Supplied passage:
☆ ☆ ☆ ☆

But again, it is as Christ loved the church. Christ nourishes and cherishes the church because we are members of his body. These phrases jumped out at me recently and left me awed. Jesus cares for us, his own body. Do we believe as a church and individuals how much Jesus cares for us? He nourishes us, through the word, and cherishes us, through the Spirit. He cares for us as his very own.
I’ve also been struck recently by the essential connection between the head and the body. Whether talking about Christ and the church or husband and wife, this connection is everything. The body is nothing without the head. The head is nothing without the body. Blood, oxygen, nutrition, direction and feeling all go back and forth ceaselessly. This is how essential you are to your wife. This is how essential you are to your husband. It’s a oneness, an usness. The difference between the glorious life of two become one and the tripping over a corpse when each does not do its part is profound, and yet observable all around us, and probably unobservable but real in some of the marriages here.

☆ ☆ ☆ ☆

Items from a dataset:
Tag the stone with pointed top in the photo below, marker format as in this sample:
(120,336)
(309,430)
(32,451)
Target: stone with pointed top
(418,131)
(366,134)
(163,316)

☆ ☆ ☆ ☆

Exercise directions: From the passage about Christ and the church, extract the words starting at "I’ve also been" and ending at "the marriages here.". These rows have no connection to the passage about Christ and the church.

Your solution:
I’ve also been struck recently by the essential connection between the head and the body. Whether talking about Christ and the church or husband and wife, this connection is everything. The body is nothing without the head. The head is nothing without the body. Blood, oxygen, nutrition, direction and feeling all go back and forth ceaselessly. This is how essential you are to your wife. This is how essential you are to your husband. It’s a oneness, an usness. The difference between the glorious life of two become one and the tripping over a corpse when each does not do its part is profound, and yet observable all around us, and probably unobservable but real in some of the marriages here.